주식에서는 보통 다음과 같은 형태가 나타납니다

Today's Price = Yesterday's Price + Noise

즉, 오늘의 가격은 어제의 가격 + 노이즈인거죠.

P_t = P_t-1 + ε_t

Random walk는 미래를 예측하는데 적합하지는 않습니다. 왜냐하면 노이즈 값은 랜덤이기 때문입니다. 아래는 Random Walk에 대한 가설과 검정 예시입니다. (귀무가설과 대립가설)

Random Walk with Drift(drift(μ) is zero-mean)

P_t - P_t-1 = μ + ε_t¶

Regression test for random walk #### P_t = α + βP_t-1 + ε_t #### Equivalent to P_t - P_t-1 = α + βP_t-1 + ε_t
Test: #### H₀: β = 1 (This is a random walk) #### H₁: β < 1 (This is not a random walk)

========

- 과제 목록:
A - 랜덤 워크 발췌문을 읽고 다음 물음에 답하세요.
(i) 주식에서 보통 나타나는 형태에 따르면 오늘의 가격은 무엇과 무엇의 합입니까?
(ii) Random walk가 미래 예측에 적합하지 않은 이유로 무엇을 듭니까?
(iii) 검정에서 귀무가설 H₀는 무엇이며, 그것은 무엇을 뜻합니까?
B - 랜덤 워크 발췌문에서 "Today's Price = Yesterday's"부터 "not a random walk)"까지, 끝부분도 포함하여 한 글자도 바꾸지 말고 옮겨 적으세요.
이 기록들은 앞의 발췌문과는 별개의 자료입니다.

========

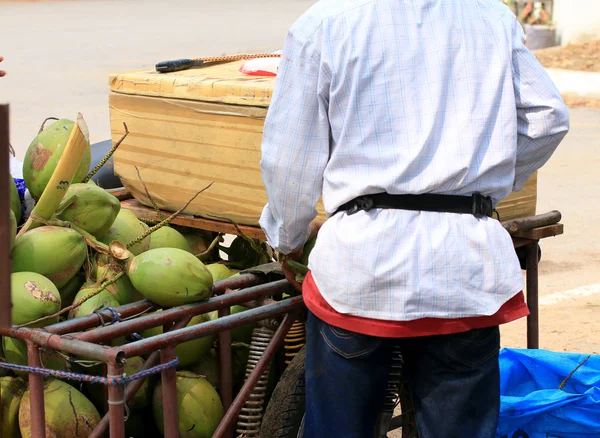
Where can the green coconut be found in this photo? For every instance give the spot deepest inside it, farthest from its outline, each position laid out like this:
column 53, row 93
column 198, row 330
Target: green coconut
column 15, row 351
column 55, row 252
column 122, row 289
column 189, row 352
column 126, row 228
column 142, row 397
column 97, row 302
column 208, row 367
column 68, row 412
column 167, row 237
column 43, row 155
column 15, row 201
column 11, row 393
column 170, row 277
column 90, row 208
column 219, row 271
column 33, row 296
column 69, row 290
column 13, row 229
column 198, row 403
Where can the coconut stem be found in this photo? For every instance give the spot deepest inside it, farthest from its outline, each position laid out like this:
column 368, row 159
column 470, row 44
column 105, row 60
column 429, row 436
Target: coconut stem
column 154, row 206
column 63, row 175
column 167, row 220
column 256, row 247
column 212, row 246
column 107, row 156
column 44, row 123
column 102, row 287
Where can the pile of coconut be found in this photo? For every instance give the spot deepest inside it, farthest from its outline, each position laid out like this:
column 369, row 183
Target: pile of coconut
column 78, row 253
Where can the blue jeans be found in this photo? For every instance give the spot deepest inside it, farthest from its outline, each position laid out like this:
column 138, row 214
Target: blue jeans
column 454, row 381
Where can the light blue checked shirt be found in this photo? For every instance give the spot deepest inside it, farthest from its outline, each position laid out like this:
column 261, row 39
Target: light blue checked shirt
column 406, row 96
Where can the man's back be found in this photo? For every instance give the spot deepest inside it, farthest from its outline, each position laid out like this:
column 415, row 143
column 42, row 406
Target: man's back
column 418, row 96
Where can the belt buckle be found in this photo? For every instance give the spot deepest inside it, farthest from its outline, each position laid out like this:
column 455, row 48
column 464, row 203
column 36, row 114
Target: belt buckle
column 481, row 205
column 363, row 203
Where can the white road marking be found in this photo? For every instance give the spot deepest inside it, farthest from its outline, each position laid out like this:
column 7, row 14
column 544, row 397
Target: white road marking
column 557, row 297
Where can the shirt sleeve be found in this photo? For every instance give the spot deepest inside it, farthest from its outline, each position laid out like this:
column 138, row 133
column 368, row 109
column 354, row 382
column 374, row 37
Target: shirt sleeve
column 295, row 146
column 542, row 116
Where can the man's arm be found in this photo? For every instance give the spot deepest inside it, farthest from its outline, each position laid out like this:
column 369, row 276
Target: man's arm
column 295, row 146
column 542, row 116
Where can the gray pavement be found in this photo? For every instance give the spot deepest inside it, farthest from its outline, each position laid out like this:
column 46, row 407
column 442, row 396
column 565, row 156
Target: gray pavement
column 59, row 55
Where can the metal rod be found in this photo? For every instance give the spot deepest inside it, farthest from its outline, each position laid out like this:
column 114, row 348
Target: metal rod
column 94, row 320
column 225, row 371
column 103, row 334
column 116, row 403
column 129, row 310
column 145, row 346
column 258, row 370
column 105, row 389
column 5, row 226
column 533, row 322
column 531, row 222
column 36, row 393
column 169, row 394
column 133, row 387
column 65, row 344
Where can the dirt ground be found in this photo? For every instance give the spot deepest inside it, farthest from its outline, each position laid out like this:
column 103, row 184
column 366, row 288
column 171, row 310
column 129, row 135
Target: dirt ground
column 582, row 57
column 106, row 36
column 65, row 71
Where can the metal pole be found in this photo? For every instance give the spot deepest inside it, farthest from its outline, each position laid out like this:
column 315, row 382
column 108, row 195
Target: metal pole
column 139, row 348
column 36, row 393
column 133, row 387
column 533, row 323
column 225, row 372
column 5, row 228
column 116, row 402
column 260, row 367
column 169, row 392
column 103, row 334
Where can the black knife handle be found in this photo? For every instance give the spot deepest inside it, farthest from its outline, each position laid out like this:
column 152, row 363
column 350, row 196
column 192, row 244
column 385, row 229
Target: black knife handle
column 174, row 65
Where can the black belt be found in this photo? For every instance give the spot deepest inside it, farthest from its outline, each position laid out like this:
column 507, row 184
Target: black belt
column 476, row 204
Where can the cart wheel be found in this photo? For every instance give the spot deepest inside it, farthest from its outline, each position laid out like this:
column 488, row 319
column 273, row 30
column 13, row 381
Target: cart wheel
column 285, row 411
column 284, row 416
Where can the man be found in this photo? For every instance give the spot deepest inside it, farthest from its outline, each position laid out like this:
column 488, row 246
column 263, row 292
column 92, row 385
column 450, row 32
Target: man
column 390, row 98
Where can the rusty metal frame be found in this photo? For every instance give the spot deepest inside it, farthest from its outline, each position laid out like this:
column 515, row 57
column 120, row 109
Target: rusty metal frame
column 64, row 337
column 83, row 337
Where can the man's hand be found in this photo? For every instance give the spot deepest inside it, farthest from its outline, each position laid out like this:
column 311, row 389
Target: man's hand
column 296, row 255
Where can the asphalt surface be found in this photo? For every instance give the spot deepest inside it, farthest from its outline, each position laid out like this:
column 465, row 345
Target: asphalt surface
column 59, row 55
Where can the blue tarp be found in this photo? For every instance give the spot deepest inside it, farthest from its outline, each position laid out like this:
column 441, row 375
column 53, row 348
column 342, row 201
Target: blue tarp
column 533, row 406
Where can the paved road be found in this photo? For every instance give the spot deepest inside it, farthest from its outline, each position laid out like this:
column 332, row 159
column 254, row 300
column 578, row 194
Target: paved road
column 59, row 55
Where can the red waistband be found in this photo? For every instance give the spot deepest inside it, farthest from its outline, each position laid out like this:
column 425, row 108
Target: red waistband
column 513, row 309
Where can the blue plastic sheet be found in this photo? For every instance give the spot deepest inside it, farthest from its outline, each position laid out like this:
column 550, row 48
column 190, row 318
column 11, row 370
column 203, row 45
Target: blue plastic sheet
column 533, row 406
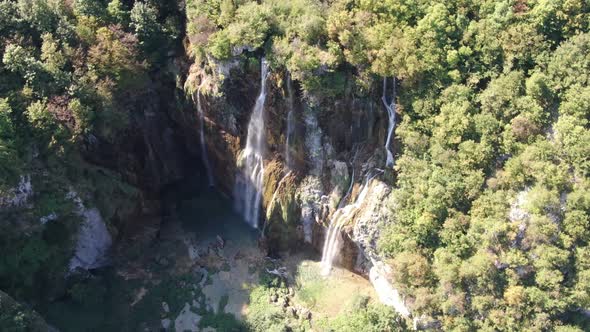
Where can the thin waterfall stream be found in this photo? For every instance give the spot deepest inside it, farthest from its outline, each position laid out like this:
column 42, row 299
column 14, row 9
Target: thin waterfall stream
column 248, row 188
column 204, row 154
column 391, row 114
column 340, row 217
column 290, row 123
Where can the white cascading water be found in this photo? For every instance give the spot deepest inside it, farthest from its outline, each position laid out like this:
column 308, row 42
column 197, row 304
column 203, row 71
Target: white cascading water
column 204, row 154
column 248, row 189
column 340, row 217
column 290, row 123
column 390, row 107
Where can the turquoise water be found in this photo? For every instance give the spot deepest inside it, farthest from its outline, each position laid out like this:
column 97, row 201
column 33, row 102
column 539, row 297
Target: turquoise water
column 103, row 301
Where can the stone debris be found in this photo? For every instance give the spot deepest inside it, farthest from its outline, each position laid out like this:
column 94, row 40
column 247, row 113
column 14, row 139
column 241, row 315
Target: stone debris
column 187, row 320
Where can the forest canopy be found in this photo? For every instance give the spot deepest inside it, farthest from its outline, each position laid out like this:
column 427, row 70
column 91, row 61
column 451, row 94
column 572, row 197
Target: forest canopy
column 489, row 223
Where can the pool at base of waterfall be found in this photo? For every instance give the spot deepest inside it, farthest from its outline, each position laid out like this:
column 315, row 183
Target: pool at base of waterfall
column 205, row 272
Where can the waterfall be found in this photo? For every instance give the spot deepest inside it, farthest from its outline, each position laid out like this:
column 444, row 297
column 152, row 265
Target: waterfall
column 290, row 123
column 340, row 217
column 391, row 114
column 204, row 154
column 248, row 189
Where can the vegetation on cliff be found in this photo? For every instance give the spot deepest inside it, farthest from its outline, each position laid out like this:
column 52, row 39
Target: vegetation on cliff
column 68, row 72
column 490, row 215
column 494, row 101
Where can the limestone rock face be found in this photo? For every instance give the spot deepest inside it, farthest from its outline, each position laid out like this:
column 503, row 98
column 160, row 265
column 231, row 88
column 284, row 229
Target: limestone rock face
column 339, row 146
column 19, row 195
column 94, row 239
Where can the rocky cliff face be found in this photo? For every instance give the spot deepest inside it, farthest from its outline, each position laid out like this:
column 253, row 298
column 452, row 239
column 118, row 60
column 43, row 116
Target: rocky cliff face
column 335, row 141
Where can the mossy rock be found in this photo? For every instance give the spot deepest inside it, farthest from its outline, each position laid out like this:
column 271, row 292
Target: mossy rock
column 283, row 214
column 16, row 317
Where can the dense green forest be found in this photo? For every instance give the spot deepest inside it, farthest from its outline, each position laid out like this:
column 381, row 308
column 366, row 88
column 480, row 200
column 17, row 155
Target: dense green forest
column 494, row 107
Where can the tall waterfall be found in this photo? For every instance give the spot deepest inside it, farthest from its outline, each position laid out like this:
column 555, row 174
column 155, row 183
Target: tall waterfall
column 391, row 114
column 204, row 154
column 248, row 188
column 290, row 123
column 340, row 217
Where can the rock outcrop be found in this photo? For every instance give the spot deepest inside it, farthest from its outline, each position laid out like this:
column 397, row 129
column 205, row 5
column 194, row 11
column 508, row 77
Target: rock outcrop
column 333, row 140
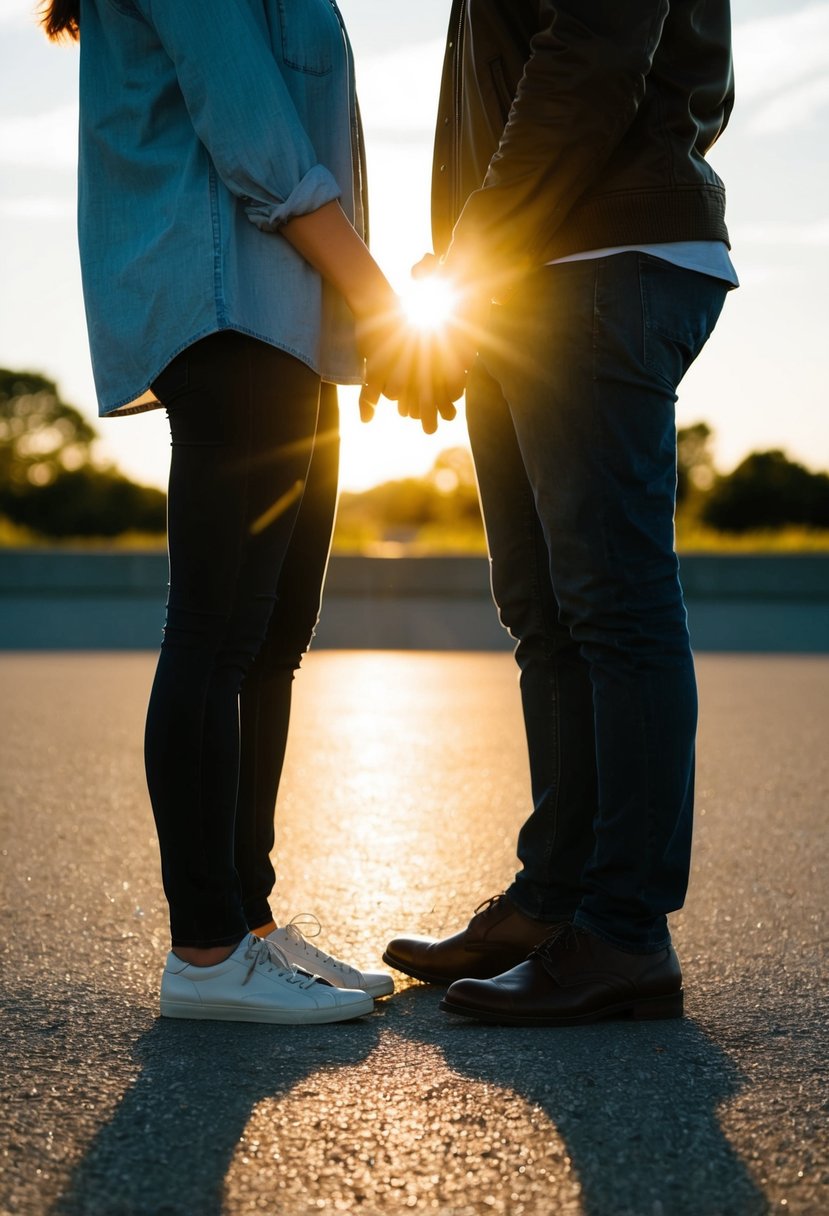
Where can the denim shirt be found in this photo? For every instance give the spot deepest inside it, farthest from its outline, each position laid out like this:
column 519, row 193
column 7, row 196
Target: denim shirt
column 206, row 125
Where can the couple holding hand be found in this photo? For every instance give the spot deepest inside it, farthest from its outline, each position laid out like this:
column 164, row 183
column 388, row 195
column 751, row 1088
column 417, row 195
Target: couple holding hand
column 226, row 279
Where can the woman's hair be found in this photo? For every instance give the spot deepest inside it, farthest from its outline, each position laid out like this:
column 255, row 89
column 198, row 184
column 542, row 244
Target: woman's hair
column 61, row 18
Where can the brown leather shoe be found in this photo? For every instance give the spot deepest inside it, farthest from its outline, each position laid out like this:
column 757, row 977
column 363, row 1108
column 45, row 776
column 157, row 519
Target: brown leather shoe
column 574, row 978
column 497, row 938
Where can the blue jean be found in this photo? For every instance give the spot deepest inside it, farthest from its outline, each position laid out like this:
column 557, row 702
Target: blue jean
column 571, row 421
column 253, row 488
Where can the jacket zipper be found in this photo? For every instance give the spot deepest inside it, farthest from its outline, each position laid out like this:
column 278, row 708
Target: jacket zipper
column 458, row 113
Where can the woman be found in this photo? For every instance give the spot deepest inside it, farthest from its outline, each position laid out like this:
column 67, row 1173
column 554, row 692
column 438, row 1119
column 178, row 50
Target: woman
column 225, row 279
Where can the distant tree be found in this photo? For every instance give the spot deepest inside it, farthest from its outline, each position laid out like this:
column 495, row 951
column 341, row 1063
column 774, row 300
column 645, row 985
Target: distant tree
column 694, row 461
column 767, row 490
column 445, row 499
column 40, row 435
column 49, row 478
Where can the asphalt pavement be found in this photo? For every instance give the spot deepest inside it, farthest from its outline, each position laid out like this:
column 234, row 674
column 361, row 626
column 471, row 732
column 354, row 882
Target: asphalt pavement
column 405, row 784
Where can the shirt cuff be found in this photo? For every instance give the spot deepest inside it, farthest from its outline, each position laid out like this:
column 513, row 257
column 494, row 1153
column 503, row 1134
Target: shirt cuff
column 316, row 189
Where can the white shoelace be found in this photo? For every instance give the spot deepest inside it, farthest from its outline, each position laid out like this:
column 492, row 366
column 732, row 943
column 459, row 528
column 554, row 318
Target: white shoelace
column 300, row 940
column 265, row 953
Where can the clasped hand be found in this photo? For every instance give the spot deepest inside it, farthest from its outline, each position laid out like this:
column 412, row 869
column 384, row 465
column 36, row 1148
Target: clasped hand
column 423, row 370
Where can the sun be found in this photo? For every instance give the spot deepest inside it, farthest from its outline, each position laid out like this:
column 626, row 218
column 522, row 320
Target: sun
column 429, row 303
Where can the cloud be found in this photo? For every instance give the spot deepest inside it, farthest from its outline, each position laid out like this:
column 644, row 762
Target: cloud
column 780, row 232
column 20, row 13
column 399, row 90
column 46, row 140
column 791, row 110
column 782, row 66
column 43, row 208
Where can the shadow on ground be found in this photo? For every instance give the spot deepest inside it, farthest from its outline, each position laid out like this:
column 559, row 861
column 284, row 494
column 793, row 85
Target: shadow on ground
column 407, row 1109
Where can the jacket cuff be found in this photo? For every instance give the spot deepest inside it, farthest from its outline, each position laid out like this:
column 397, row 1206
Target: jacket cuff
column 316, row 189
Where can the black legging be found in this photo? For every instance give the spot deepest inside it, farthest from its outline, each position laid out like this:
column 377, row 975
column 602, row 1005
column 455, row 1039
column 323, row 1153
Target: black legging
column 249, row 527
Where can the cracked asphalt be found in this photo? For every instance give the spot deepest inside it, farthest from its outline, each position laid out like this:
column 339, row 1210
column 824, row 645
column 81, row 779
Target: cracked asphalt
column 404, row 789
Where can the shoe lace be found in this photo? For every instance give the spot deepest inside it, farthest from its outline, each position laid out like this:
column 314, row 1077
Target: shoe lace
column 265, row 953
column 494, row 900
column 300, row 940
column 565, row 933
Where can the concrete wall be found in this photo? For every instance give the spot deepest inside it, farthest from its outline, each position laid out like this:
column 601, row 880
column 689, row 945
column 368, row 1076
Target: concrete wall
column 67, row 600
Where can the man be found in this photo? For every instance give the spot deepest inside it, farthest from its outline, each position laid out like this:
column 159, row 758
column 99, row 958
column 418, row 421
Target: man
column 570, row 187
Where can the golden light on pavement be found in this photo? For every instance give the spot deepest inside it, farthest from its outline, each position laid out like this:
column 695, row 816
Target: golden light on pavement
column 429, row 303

========

- 예상 결과:
A -
(i) 어제의 가격과 노이즈의 합입니다.
(ii) 노이즈 값이 랜덤이기 때문입니다.
(iii) H₀: β = 1이며, 랜덤 워크라는 뜻입니다.

B -
Today's Price = Yesterday's Price + Noise

즉, 오늘의 가격은 어제의 가격 + 노이즈인거죠.

P_t = P_t-1 + ε_t

Random walk는 미래를 예측하는데 적합하지는 않습니다. 왜냐하면 노이즈 값은 랜덤이기 때문입니다. 아래는 Random Walk에 대한 가설과 검정 예시입니다. (귀무가설과 대립가설)

Random Walk with Drift(drift(μ) is zero-mean)

P_t - P_t-1 = μ + ε_t¶

Regression test for random walk #### P_t = α + βP_t-1 + ε_t #### Equivalent to P_t - P_t-1 = α + βP_t-1 + ε_t
Test: #### H₀: β = 1 (This is a random walk) #### H₁: β < 1 (This is not a random walk)